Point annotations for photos
-- Begin --
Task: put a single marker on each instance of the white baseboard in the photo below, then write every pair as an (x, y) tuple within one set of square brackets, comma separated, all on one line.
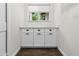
[(62, 52), (14, 54)]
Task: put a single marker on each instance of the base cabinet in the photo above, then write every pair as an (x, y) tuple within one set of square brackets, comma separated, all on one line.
[(38, 37), (2, 43), (27, 38), (50, 38)]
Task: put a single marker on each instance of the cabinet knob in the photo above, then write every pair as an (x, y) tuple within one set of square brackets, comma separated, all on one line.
[(50, 33), (50, 29), (38, 29)]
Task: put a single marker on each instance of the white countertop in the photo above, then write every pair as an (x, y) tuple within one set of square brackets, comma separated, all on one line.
[(24, 27)]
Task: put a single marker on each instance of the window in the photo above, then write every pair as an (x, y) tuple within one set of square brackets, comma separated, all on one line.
[(39, 16)]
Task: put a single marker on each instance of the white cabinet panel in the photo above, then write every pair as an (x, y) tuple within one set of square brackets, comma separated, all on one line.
[(27, 37), (2, 26), (38, 37), (50, 40), (2, 43)]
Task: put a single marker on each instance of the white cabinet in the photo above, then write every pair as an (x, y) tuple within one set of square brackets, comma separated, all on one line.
[(50, 39), (2, 43), (27, 37), (38, 37)]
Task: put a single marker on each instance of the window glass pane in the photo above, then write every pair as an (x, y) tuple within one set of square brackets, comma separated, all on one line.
[(35, 16)]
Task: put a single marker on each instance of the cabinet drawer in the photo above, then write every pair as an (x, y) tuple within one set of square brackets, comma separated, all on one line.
[(27, 30), (27, 37), (39, 37)]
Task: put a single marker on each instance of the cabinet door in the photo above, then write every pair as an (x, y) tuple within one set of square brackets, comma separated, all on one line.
[(27, 37), (2, 43), (50, 40), (38, 37)]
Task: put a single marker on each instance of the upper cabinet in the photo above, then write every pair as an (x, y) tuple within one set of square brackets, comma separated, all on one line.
[(38, 12)]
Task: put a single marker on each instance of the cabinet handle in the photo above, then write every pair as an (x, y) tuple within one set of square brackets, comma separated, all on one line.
[(50, 29), (38, 33), (27, 33), (50, 33)]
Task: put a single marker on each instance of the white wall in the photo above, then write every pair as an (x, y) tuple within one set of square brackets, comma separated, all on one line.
[(49, 23), (2, 30), (68, 35), (15, 17)]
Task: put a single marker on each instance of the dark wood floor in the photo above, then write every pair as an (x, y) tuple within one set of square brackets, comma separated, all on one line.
[(39, 52)]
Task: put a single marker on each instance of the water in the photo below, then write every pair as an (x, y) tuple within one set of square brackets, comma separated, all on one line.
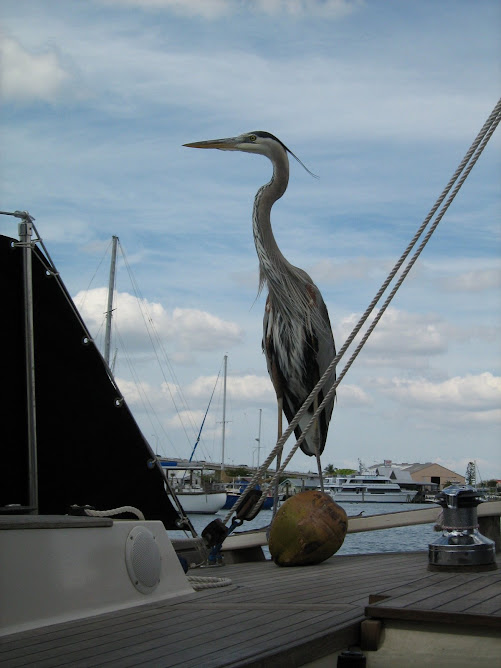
-- End --
Set problem:
Rewrite all of the entries above with "put a single marker on" switched to "place one point on" everywhere it occurs, leaving everything else unchanged. Leave the pictures out of your answer.

Exercise output:
Task: place one point on each instance of the white baseboard in the photo below, then write every pair as an (x, y) tuple within one set of square brackets, comma separated, all on one line.
[(62, 52), (14, 54)]
Task: place one point on each instance of the base cabinet in the photo above, then write every pair as an (x, y) tuple within one set of square brackets, comma separated, all on one line.
[(38, 37), (2, 43), (27, 38), (50, 38)]
Task: place one point on each instance of the cabinet knob in the photo above, then write every pair as an (x, y) tuple within one set of square brackets, comma separated, all on one line.
[(50, 33), (50, 29), (38, 29)]
Task: place one point on each instance of the white countertop in the photo above, then write every pair as an (x, y) tuple within one set of square brackets, comma separated, all on one line.
[(24, 27)]
Task: place one point on each instance of the window in the photo above, then write every pair as an (x, y) tuple within one set of square brackets, comma separated, all on one line.
[(39, 16)]
Task: place one point on each instance of the white cabinet panel in the photo above, then write every pair as an (x, y) tuple within one set of square brackets, comma separated, all on one line.
[(27, 37), (2, 26), (38, 37), (50, 40), (2, 43)]
Task: place one point on each instance of the white cabinet in the photo above, then write every pair as an (x, y) tuple within one set of square brackets, comma separated, all on one line.
[(50, 39), (2, 43), (27, 37), (38, 37)]
Task: place one point on each instance of the window glass pane in the photo above, then write every pair as an (x, y) tuple within one set of square brackets, comma separated, all on one line.
[(35, 16)]
Task: place one point on each instance of the cabinet drawer in the photo above, then write every pair as an (x, y) tuple within one set of square brackets, comma separated, all on one line.
[(27, 30), (27, 37), (39, 37)]
Task: place one point on each instance of the cabinet door in the photo above, then write every pair as an (x, y) tuple within one set of square brackets, comma separated, all on one line.
[(27, 37), (2, 43), (50, 40), (38, 37)]
Task: place one point on each instance of the upper cabinet in the photo above, then write every pair as an (x, y) tuple within one set of square brackets, comma separated, all on one line.
[(38, 12)]
Task: place one point on each instance of the cabinet handle in the photo above, then write every pair as an (x, y) tuple within one set of square brackets, comma separated, all on one line.
[(50, 29), (38, 33), (27, 33), (50, 33)]
Task: place one point on each instance of the white wall in the photo above, then write every pair as an (x, y) tuple within one set of square brackets, comma separated, all on one line.
[(49, 23), (2, 30), (68, 35), (15, 17)]
Task: place one point on each instance of the dark wood floor in the photo above, then write every pair as an (x, y) tuple within one set of square brackets, comma separated, all on one line.
[(39, 52)]
Task: place one point on each instance of the water in the photo below, then write every pair as an (x, y) tuple within one set of square brackets, comma separated, all on one line.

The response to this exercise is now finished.